EXTRAIT DE PAGE:
────────────────────

Lors de matchs de foot diffusés à la télé
Lors de matchs de foot diffusés à la télé
Bien que le nom des marques d’alcool n’apparaisse pas clairement, l’utilisation d’un code couleur reconnaissable vient en faire la promotion déguisée.
Ce contournement de l'interdiction du sponsoring sportif est généralement effectué par l'utilisation de marques alibis. Il est explicitement utilisé par les alcooliers : « une marque peut utiliser un nom d’emprunt pour communiquer sur son univers. Cet alibi […] ne communiquera donc pas en tant que “marque d’alcool“ ». Toute la subtilité de ce genre de communication réside dans le fait que le lien doit toujours se faire dans l’esprit des consommateurs entre la marque alibi et la marque mère d’alcool.
Comment ? Grâce à la reprise des codes identitaires de la marque : typos, formes, couleurs.
Sur les réseaux sociaux
Sur les réseaux sociaux
La publicité n’est pas qu’à la télé ou dans l’espace public. En effet, les alcooliers ont également investis les réseaux sociaux, qui, grâce à des algorithmes toujours plus performants, permettent aux marques d’alcool de toucher de manière insidieuse une communauté plus jeune (et plus vulnérable), engagée et réceptive à leurs stratégies marketing. Cela, à travers des publicités qui s’immiscent dans les fils d’actualité ou entre deux stories, des contenus léchés et attractifs associant l’alcool à une émotion positive, et via des partenariats avec des influenceurs.
Selon une étude de l’EHESP réalisée dans le cadre du projet[1], 79 % des 15-21 ans indiquent voir des publicités pour de l’alcool toutes les semaines sur les réseaux sociaux, et 23 % des adolescents avouent que les publicités pour l’alcool leur ont donné envie de boire.
Une envie que l’on retrouve dans les tendances de consommation. Selon une étude de l’OFDT[1] publiée en janvier 2024, près de 15 % des élèves de 4e et 3e et plus d’un tiers des jeunes de 17 ans ont connu un épisode de binge drinking dans le mois précédent l’enquête.

────────────────────

Données d'ancrage texte-région:
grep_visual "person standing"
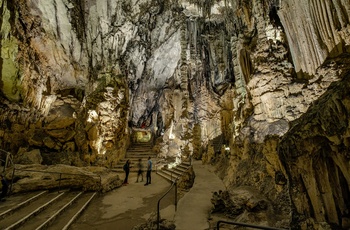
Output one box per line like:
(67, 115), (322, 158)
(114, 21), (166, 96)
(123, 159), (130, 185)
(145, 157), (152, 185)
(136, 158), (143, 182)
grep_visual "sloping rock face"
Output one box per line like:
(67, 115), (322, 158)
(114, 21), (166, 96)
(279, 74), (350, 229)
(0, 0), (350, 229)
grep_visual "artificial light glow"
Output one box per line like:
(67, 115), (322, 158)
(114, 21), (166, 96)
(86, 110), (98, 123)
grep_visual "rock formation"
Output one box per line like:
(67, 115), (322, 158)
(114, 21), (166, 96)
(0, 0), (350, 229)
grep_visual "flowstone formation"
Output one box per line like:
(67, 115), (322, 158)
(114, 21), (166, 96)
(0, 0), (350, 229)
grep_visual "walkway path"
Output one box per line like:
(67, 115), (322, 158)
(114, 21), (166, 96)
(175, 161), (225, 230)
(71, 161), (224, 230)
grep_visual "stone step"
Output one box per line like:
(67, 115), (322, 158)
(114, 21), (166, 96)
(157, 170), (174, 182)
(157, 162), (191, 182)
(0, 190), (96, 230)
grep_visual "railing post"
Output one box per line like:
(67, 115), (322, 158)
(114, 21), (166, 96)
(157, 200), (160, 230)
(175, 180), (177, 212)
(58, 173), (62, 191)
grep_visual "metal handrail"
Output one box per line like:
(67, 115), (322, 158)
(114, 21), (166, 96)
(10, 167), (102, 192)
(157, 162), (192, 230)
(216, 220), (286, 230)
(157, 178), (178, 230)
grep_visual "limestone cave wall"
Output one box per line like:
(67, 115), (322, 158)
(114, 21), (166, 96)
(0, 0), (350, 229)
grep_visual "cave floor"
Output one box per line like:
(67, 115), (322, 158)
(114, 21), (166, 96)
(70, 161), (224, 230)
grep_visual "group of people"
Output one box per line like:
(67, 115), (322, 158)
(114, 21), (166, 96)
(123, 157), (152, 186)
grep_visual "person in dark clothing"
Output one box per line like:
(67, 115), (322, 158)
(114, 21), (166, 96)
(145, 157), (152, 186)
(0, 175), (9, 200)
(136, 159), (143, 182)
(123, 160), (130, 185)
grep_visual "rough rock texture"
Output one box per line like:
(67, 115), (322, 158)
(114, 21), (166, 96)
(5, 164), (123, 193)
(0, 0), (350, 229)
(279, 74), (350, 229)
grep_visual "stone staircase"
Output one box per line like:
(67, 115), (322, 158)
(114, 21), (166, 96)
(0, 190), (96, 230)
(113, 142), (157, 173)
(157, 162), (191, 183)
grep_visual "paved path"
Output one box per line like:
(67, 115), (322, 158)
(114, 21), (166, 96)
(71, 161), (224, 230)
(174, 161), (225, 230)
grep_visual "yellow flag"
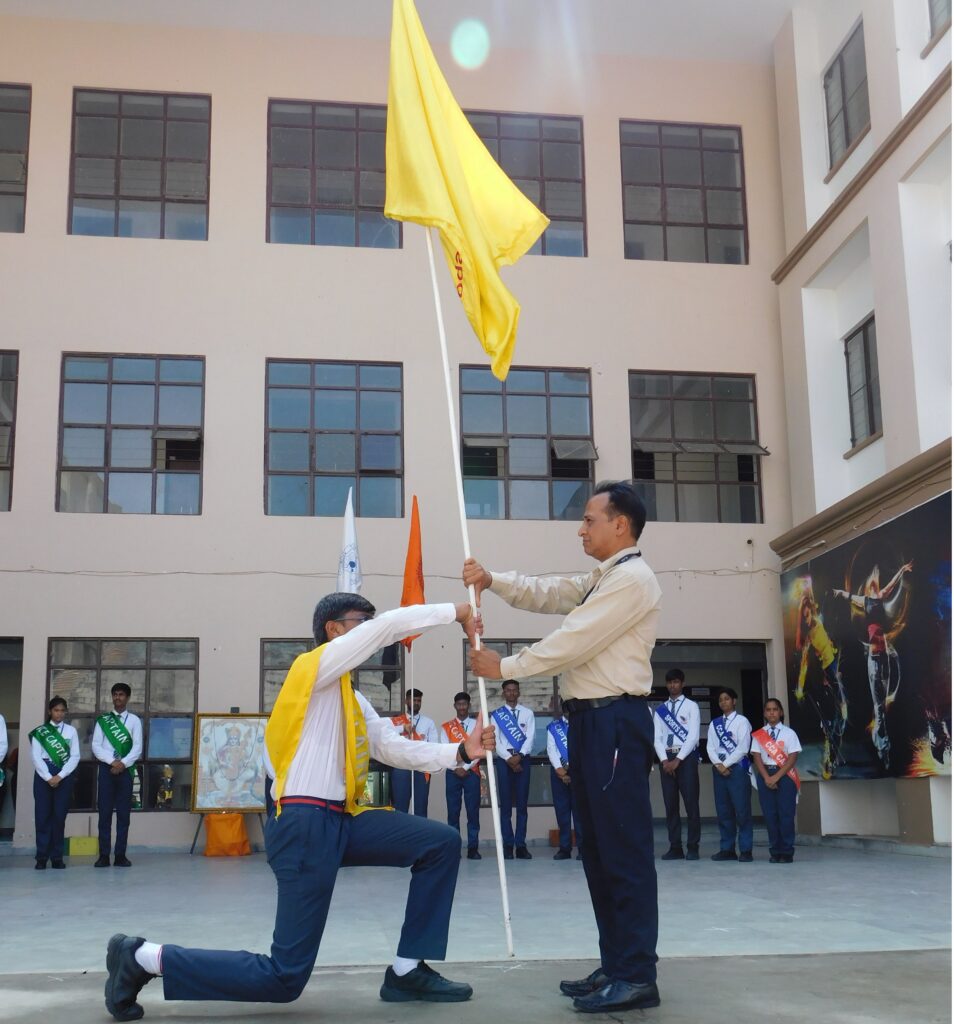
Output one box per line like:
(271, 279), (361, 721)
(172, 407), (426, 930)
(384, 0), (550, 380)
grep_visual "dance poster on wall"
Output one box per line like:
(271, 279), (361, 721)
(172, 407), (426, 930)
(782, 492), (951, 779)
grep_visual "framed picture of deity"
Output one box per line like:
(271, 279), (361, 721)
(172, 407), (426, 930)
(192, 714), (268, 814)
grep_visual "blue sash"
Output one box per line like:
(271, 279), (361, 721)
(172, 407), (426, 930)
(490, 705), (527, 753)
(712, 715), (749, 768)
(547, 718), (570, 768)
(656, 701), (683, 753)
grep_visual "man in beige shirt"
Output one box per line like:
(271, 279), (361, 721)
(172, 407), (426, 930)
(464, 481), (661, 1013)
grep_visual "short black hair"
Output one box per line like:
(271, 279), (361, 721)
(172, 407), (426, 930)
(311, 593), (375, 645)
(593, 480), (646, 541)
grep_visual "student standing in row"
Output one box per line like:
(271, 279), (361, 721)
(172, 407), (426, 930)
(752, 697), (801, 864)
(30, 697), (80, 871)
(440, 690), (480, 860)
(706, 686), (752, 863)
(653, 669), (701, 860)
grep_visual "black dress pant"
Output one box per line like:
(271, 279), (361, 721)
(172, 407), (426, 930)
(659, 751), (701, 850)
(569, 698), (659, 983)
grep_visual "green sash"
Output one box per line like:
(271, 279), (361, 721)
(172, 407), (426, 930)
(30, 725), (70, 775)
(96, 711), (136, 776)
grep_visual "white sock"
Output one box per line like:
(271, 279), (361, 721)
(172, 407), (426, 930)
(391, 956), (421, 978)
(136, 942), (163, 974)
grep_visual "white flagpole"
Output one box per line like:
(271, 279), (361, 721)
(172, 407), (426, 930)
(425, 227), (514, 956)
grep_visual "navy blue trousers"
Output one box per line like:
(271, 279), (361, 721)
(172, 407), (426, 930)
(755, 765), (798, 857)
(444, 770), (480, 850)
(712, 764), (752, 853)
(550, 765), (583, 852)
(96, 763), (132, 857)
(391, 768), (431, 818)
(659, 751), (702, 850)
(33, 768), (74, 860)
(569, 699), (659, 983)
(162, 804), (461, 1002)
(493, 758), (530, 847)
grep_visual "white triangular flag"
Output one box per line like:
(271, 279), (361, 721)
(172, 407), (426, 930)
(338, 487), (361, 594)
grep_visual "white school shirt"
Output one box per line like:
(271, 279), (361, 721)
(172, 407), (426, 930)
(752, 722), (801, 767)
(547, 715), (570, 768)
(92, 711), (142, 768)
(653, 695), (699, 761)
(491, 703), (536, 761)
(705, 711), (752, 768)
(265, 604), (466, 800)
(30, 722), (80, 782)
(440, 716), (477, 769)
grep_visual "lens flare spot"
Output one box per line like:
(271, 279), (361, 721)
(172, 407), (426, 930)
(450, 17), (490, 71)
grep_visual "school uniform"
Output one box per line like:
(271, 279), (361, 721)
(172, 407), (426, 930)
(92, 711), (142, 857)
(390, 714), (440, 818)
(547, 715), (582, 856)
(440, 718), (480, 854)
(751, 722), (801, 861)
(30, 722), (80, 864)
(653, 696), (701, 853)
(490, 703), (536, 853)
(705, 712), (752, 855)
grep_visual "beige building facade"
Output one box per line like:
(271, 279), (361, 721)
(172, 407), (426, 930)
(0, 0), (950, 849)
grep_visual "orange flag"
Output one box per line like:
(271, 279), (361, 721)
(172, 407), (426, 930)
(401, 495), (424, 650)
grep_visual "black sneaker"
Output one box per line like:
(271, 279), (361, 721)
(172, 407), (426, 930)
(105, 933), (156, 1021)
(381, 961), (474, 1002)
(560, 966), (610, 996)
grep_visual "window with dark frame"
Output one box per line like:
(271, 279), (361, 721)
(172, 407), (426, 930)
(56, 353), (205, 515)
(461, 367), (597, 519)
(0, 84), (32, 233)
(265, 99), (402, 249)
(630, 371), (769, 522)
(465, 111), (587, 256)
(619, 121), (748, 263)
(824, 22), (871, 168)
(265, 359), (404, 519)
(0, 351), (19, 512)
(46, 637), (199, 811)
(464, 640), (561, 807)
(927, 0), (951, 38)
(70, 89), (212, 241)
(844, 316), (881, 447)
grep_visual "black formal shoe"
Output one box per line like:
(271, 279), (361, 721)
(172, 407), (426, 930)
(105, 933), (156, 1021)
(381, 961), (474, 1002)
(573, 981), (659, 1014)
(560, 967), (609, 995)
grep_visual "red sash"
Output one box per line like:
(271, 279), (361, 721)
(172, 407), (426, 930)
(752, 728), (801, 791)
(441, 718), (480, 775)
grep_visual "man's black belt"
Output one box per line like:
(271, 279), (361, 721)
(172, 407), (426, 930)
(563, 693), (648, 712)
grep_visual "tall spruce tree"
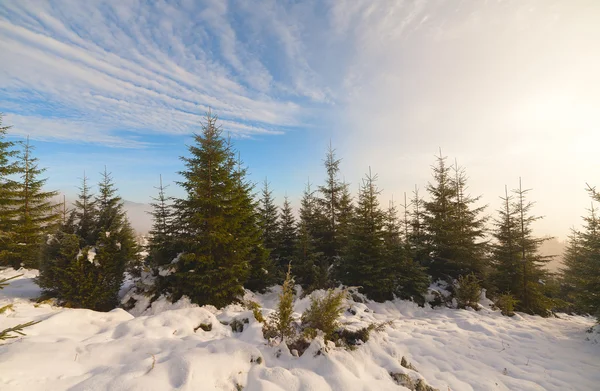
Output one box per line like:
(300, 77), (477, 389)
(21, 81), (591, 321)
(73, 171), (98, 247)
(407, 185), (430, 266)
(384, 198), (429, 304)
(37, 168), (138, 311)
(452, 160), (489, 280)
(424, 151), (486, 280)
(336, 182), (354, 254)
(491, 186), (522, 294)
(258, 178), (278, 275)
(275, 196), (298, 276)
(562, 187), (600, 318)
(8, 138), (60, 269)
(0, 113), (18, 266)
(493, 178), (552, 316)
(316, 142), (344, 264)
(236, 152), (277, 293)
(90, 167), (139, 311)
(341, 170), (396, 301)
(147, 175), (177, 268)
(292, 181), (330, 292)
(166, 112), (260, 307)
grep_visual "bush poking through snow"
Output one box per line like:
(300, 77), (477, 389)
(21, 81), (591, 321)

────────────────────

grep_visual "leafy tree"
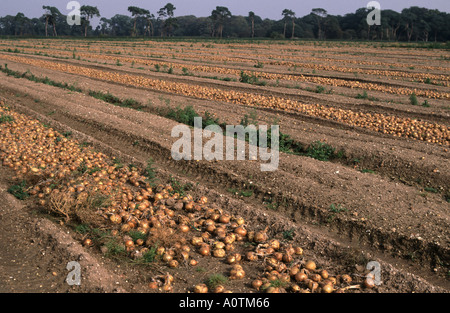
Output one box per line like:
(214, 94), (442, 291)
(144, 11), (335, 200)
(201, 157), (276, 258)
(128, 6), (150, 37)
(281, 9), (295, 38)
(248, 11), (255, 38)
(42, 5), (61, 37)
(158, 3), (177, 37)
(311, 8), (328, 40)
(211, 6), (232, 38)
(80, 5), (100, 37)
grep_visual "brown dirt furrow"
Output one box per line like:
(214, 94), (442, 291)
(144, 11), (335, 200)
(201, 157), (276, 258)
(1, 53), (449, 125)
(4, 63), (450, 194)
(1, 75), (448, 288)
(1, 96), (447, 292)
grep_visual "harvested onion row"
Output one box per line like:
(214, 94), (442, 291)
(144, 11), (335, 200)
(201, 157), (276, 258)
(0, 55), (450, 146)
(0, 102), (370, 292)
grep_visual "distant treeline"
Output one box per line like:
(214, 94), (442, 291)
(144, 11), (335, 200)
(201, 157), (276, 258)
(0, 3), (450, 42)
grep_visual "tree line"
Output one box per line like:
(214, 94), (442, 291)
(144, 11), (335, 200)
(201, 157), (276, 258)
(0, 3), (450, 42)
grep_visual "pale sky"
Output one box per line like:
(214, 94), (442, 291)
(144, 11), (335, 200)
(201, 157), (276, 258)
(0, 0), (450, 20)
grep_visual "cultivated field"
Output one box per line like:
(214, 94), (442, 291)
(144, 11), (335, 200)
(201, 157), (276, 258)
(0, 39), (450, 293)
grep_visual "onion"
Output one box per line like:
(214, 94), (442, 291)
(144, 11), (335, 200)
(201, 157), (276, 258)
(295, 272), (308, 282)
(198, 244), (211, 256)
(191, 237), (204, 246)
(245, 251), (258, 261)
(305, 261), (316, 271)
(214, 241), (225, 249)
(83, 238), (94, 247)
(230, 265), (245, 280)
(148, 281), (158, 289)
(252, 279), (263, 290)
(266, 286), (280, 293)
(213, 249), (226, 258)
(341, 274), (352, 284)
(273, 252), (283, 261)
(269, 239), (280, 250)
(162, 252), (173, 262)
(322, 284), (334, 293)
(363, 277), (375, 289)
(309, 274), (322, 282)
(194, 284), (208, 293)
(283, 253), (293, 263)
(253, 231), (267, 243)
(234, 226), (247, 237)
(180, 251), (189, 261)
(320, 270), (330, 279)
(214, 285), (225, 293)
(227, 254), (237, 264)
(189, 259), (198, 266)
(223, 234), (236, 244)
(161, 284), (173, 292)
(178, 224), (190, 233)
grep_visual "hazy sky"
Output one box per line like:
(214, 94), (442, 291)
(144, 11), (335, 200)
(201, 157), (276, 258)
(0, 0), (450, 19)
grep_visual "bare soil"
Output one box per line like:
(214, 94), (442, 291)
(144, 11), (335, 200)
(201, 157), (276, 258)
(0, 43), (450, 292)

────────────────────

TRAVAIL À FAIRE:
(a) Traduisez en anglais cette phrase de l'extrait sur la publicité pour l'alcool : « Bien que le nom des marques d’alcool n’apparaisse pas clairement, l’utilisation d’un code couleur reconnaissable vient en faire la promotion déguisée. »
(b) Poursuivez l'extrait sur la publicité pour l'alcool en rédigeant la suite qui vient après sa dernière phrase.

CORRIGÉ DES ACTIVITÉS:
(a) Although the names of the alcohol brands do not appear clearly, the use of a recognizable color code amounts to a disguised promotion of them.

(b)
Kronenbourg épinglé en 2020
Dans un arrêt du 3 décembre 2020, la Cour d’appel de Paris s’est prononcée sur la participation de la marque de bières Kronenbourg au festival Rock en Seine. L’occasion pour la Cour d’articuler en détail l’application de la loi Evin et la participation des alcooliers à des festivals de musique, et de préciser sa position sur des questions telles que le parrainage illicite, l’usage par les alcooliers de marques-alibi (ou "naming"), au regard des exigences de loi Evin.
Lors de l’édition 2014 du festival Rock en Seine, la société Brasseries Kronenbourg (Kronenbourg), partenaire de l’association organisatrice et fournisseur exclusif de bière du festival avait notamment fait installer une scène "Pression Live" sur laquelle s’était produits différents artistes ainsi que divers supports matériels (parasols, arche, ballon aérien, drapeaux), et organisé des animations, sans utiliser la marque figurative, mais en exploitant la "marque alibi", qui en reprend les éléments caractéristiques[1].
Pour l’ANPAA (l'ancien nom de l'association Addictions France), ces éléments constituent un parrainage et des publicités indirectes illicites en faveur des boissons Kronenbourg, notamment au travers de la marque "Pression Live" dont elle relève les similitudes avec le graphisme, les couleurs de la marque de fabrique du brasseur et l’utilisation du mot pression qui rappelle le mode de consommation de la bière dans les débits de boissons.
[1] Éléments graphiques à consulter sur l'ancienne page Facebook : facebook.com/pression.live
Et la Ligue dans tout ça ?
La Ligue contre le cancer milite pour une application plus juste de la loi Evin sur la publicité pour l’alcool.
En juin 2024, avec 4 autres associations, la Ligue a porté plainte contre la RATP pour l’affichage de publicités pour l’alcool dans des stations proches d’établissements scolaires. La Ligue se positionne également pour une application de la loi Evin similaire pour l’alcool et le tabac.
La Ligue finance également l’observatoire de l’association Avenir Santé portant sur les publicités alcool sur les réseaux sociaux, en soutenant le projet ADdict.